-- DATASET ENTRIES start --
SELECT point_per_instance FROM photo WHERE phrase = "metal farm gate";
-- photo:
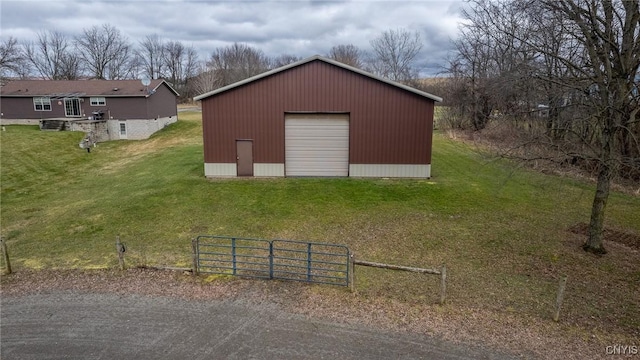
(276, 259)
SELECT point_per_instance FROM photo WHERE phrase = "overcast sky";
(301, 28)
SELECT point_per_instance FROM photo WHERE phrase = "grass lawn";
(501, 230)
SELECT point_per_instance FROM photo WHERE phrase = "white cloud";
(301, 28)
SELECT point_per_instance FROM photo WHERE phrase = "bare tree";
(180, 63)
(284, 59)
(394, 52)
(52, 57)
(237, 62)
(347, 54)
(206, 80)
(582, 58)
(11, 58)
(105, 52)
(151, 56)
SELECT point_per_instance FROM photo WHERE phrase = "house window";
(98, 101)
(42, 104)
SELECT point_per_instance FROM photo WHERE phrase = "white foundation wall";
(220, 169)
(390, 170)
(268, 169)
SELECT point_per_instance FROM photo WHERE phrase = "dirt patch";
(526, 336)
(610, 235)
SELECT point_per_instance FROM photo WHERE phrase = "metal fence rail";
(310, 262)
(233, 256)
(276, 259)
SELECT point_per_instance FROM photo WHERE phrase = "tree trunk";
(596, 226)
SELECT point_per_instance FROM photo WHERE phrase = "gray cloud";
(300, 28)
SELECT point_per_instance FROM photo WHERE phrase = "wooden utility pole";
(559, 298)
(5, 254)
(120, 249)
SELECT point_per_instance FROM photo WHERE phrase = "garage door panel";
(317, 145)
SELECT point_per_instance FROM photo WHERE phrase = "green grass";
(501, 230)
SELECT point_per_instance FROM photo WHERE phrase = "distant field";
(502, 231)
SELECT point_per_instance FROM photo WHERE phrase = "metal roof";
(316, 58)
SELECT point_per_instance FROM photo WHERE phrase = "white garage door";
(317, 145)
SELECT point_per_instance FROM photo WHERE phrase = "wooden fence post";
(443, 284)
(352, 275)
(5, 254)
(194, 256)
(120, 249)
(559, 298)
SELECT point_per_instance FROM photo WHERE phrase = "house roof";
(308, 60)
(81, 88)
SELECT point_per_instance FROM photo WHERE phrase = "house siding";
(144, 115)
(388, 125)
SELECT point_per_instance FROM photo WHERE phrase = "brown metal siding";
(388, 125)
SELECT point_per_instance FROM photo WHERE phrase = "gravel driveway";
(72, 324)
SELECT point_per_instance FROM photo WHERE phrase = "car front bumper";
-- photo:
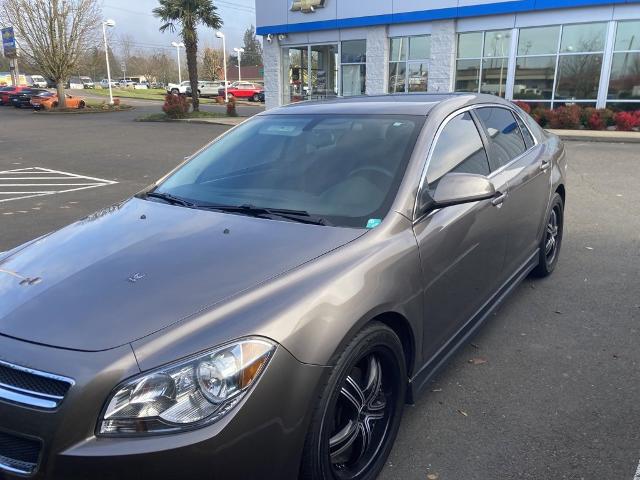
(263, 435)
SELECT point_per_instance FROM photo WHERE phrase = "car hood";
(138, 267)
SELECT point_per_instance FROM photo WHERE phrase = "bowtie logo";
(307, 6)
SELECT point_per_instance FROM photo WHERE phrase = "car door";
(462, 247)
(517, 160)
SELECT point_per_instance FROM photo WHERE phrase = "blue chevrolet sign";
(8, 42)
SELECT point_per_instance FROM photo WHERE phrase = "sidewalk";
(598, 136)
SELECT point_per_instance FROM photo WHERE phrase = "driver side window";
(459, 149)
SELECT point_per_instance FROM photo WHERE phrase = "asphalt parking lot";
(548, 389)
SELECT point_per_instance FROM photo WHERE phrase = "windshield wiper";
(172, 199)
(300, 216)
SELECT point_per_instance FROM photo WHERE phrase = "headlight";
(189, 394)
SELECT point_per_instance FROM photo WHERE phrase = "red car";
(246, 90)
(5, 92)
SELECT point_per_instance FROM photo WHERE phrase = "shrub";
(565, 117)
(175, 106)
(524, 106)
(627, 121)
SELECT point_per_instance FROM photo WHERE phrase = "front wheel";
(358, 414)
(551, 239)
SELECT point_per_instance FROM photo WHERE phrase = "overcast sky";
(134, 18)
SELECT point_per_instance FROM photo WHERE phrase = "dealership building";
(544, 52)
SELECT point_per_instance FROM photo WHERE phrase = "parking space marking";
(22, 183)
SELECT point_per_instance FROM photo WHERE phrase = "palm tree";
(186, 15)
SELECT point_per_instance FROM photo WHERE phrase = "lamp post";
(224, 62)
(178, 46)
(239, 51)
(108, 23)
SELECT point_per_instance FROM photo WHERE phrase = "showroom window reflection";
(409, 64)
(482, 62)
(353, 67)
(624, 82)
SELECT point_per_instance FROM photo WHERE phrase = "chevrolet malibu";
(267, 308)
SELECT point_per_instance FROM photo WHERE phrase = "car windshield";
(344, 169)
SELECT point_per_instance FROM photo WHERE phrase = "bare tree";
(54, 33)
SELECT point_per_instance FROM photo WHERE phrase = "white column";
(607, 60)
(377, 60)
(442, 66)
(273, 87)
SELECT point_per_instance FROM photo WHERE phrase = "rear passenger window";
(505, 138)
(528, 139)
(458, 149)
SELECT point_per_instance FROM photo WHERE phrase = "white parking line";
(38, 182)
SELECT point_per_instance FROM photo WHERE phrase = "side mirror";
(459, 188)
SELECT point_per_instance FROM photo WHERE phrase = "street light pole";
(178, 45)
(105, 24)
(224, 61)
(239, 51)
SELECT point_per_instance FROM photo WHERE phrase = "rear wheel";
(358, 415)
(551, 239)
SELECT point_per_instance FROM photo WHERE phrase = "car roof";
(393, 104)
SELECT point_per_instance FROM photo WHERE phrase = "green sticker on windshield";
(373, 222)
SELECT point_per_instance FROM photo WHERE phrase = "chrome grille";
(31, 387)
(18, 455)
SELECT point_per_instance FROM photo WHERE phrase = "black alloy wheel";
(551, 239)
(359, 413)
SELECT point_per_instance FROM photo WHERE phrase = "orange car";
(49, 100)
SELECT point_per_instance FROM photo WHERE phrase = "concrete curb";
(597, 136)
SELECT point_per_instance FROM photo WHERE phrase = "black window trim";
(471, 108)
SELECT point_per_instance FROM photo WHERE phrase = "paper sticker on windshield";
(373, 222)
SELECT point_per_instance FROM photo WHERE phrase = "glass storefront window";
(467, 75)
(353, 67)
(538, 40)
(397, 77)
(624, 82)
(419, 47)
(494, 76)
(411, 73)
(586, 37)
(534, 78)
(578, 77)
(354, 51)
(398, 52)
(496, 43)
(628, 36)
(470, 45)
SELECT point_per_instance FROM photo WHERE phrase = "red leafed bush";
(565, 117)
(627, 121)
(175, 106)
(523, 105)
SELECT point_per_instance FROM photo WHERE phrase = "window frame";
(407, 61)
(423, 176)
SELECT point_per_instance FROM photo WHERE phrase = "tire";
(364, 393)
(551, 241)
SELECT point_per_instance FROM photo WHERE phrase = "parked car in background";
(6, 92)
(104, 83)
(254, 316)
(179, 88)
(23, 97)
(244, 90)
(87, 82)
(49, 100)
(75, 83)
(38, 81)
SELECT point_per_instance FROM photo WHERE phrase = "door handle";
(499, 199)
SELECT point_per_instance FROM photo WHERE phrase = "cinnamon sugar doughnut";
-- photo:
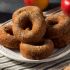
(37, 51)
(58, 24)
(7, 38)
(29, 24)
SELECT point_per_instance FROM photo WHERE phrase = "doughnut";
(7, 38)
(58, 24)
(37, 51)
(29, 24)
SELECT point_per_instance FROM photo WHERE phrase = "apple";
(42, 4)
(65, 6)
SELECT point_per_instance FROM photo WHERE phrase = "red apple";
(65, 6)
(42, 4)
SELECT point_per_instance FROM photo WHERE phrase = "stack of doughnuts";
(34, 35)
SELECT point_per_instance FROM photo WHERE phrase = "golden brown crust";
(37, 51)
(29, 24)
(6, 37)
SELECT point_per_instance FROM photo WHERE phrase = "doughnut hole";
(52, 22)
(26, 23)
(8, 30)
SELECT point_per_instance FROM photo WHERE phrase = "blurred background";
(7, 7)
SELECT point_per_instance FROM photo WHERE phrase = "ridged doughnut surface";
(37, 51)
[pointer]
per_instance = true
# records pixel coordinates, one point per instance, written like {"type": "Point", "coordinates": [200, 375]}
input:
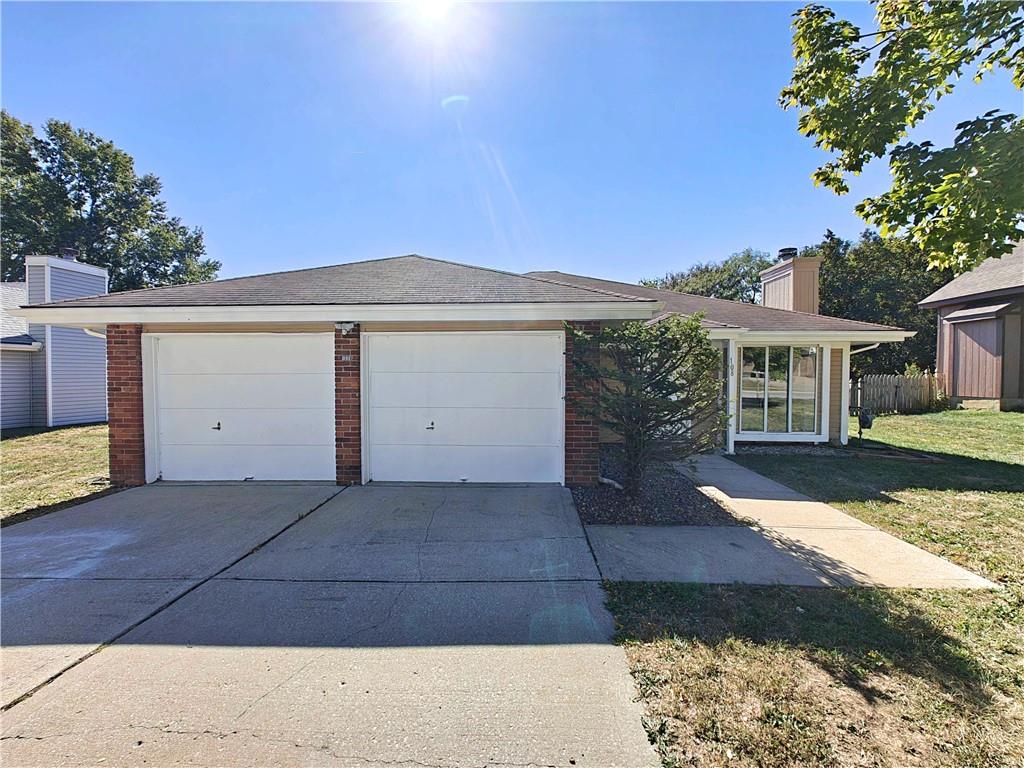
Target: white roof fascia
{"type": "Point", "coordinates": [58, 263]}
{"type": "Point", "coordinates": [96, 315]}
{"type": "Point", "coordinates": [823, 337]}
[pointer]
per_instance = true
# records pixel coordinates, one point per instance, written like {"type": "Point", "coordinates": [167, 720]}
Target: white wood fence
{"type": "Point", "coordinates": [893, 393]}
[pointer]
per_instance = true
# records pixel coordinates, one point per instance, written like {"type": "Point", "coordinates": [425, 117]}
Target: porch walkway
{"type": "Point", "coordinates": [792, 540]}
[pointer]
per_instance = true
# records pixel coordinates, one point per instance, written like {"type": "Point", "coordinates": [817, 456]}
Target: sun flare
{"type": "Point", "coordinates": [430, 12]}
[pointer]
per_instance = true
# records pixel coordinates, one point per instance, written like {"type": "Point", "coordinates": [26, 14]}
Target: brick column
{"type": "Point", "coordinates": [582, 454]}
{"type": "Point", "coordinates": [347, 415]}
{"type": "Point", "coordinates": [124, 404]}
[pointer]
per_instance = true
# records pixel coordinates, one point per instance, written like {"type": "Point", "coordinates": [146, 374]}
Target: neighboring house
{"type": "Point", "coordinates": [980, 351]}
{"type": "Point", "coordinates": [51, 376]}
{"type": "Point", "coordinates": [417, 370]}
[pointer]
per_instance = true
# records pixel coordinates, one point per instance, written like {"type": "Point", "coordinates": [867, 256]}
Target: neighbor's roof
{"type": "Point", "coordinates": [722, 311]}
{"type": "Point", "coordinates": [13, 330]}
{"type": "Point", "coordinates": [1004, 274]}
{"type": "Point", "coordinates": [402, 280]}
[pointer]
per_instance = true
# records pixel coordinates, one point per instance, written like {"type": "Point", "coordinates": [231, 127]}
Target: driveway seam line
{"type": "Point", "coordinates": [160, 609]}
{"type": "Point", "coordinates": [411, 581]}
{"type": "Point", "coordinates": [586, 535]}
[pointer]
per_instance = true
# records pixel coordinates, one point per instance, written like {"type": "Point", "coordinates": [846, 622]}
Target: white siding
{"type": "Point", "coordinates": [15, 388]}
{"type": "Point", "coordinates": [68, 285]}
{"type": "Point", "coordinates": [78, 361]}
{"type": "Point", "coordinates": [36, 279]}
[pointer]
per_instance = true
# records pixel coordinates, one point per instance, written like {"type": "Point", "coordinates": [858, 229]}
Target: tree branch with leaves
{"type": "Point", "coordinates": [655, 386]}
{"type": "Point", "coordinates": [69, 187]}
{"type": "Point", "coordinates": [860, 93]}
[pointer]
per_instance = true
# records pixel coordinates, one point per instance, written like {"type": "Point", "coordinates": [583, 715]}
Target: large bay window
{"type": "Point", "coordinates": [778, 389]}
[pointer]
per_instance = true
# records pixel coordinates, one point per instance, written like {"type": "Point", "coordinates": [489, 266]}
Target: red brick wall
{"type": "Point", "coordinates": [124, 402]}
{"type": "Point", "coordinates": [581, 429]}
{"type": "Point", "coordinates": [347, 415]}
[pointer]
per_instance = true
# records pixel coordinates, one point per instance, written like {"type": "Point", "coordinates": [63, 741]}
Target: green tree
{"type": "Point", "coordinates": [69, 187]}
{"type": "Point", "coordinates": [655, 386]}
{"type": "Point", "coordinates": [881, 280]}
{"type": "Point", "coordinates": [860, 92]}
{"type": "Point", "coordinates": [737, 278]}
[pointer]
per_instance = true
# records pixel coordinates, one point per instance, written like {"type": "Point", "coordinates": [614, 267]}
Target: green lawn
{"type": "Point", "coordinates": [46, 469]}
{"type": "Point", "coordinates": [749, 676]}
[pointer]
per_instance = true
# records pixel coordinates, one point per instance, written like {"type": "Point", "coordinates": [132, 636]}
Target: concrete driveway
{"type": "Point", "coordinates": [282, 625]}
{"type": "Point", "coordinates": [792, 540]}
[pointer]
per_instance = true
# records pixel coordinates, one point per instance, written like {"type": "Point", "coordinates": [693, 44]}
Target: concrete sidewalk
{"type": "Point", "coordinates": [793, 540]}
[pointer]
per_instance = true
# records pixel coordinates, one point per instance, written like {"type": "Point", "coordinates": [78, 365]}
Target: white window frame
{"type": "Point", "coordinates": [821, 380]}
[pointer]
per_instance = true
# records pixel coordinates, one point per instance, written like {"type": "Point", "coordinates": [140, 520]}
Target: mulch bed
{"type": "Point", "coordinates": [667, 499]}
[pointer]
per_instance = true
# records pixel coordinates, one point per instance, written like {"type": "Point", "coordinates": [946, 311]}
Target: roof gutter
{"type": "Point", "coordinates": [80, 316]}
{"type": "Point", "coordinates": [868, 348]}
{"type": "Point", "coordinates": [33, 347]}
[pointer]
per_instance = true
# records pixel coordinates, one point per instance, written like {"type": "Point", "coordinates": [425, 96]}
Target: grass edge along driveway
{"type": "Point", "coordinates": [770, 676]}
{"type": "Point", "coordinates": [43, 470]}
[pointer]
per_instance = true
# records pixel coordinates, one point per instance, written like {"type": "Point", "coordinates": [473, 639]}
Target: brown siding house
{"type": "Point", "coordinates": [980, 350]}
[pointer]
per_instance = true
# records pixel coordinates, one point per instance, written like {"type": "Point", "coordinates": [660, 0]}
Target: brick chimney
{"type": "Point", "coordinates": [793, 283]}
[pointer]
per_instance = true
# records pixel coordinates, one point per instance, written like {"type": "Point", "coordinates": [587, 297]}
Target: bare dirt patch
{"type": "Point", "coordinates": [668, 498]}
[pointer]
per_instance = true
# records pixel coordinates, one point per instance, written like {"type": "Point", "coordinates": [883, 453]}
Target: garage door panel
{"type": "Point", "coordinates": [272, 396]}
{"type": "Point", "coordinates": [249, 390]}
{"type": "Point", "coordinates": [466, 426]}
{"type": "Point", "coordinates": [495, 401]}
{"type": "Point", "coordinates": [476, 389]}
{"type": "Point", "coordinates": [455, 352]}
{"type": "Point", "coordinates": [243, 426]}
{"type": "Point", "coordinates": [242, 462]}
{"type": "Point", "coordinates": [229, 353]}
{"type": "Point", "coordinates": [466, 464]}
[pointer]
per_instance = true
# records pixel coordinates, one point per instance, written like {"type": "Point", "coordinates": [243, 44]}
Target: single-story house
{"type": "Point", "coordinates": [413, 369]}
{"type": "Point", "coordinates": [980, 351]}
{"type": "Point", "coordinates": [51, 376]}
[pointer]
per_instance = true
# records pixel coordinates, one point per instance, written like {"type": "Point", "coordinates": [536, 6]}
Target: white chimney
{"type": "Point", "coordinates": [793, 283]}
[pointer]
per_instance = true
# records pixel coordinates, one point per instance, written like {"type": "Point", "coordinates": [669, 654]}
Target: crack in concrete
{"type": "Point", "coordinates": [161, 608]}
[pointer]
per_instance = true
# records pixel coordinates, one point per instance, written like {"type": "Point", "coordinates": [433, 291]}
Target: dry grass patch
{"type": "Point", "coordinates": [42, 470]}
{"type": "Point", "coordinates": [773, 677]}
{"type": "Point", "coordinates": [755, 676]}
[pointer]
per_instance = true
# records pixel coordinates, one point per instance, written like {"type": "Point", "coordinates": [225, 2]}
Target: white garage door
{"type": "Point", "coordinates": [465, 407]}
{"type": "Point", "coordinates": [232, 407]}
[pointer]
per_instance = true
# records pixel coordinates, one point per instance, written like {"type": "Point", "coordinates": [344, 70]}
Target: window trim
{"type": "Point", "coordinates": [818, 384]}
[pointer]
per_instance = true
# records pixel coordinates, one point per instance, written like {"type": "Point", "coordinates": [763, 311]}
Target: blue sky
{"type": "Point", "coordinates": [621, 140]}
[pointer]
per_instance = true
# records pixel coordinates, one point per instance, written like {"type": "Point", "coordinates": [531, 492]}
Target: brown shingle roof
{"type": "Point", "coordinates": [990, 276]}
{"type": "Point", "coordinates": [402, 280]}
{"type": "Point", "coordinates": [722, 311]}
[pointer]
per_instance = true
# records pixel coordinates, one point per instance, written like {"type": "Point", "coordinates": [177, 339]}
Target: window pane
{"type": "Point", "coordinates": [778, 389]}
{"type": "Point", "coordinates": [752, 390]}
{"type": "Point", "coordinates": [805, 391]}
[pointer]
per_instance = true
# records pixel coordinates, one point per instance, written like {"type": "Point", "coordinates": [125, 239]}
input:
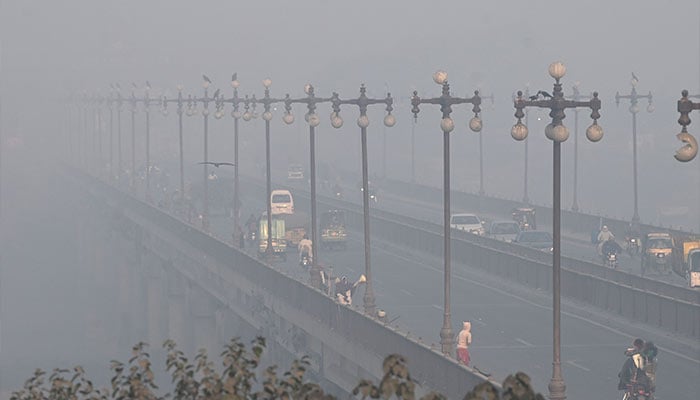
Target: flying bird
{"type": "Point", "coordinates": [217, 165]}
{"type": "Point", "coordinates": [544, 94]}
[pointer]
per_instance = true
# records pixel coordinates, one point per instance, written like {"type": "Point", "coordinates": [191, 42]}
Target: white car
{"type": "Point", "coordinates": [467, 222]}
{"type": "Point", "coordinates": [504, 230]}
{"type": "Point", "coordinates": [281, 202]}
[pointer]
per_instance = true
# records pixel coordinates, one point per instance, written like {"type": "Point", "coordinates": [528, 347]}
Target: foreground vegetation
{"type": "Point", "coordinates": [241, 377]}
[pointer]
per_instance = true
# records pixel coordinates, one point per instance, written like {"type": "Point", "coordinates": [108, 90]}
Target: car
{"type": "Point", "coordinates": [281, 202]}
{"type": "Point", "coordinates": [540, 240]}
{"type": "Point", "coordinates": [467, 222]}
{"type": "Point", "coordinates": [506, 231]}
{"type": "Point", "coordinates": [295, 172]}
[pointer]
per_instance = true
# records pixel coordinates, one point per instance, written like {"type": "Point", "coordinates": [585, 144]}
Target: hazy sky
{"type": "Point", "coordinates": [53, 48]}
-- DATASET ENTRIES end --
### PROBLEM TO WORK ON:
Which lines in the records above contain the word "blue"? Select each of them and copy it in full.

### ANSWER TO THE EXERCISE:
SELECT point_per_instance FROM photo WHERE phrase = "blue chevrolet sign";
Target: blue sky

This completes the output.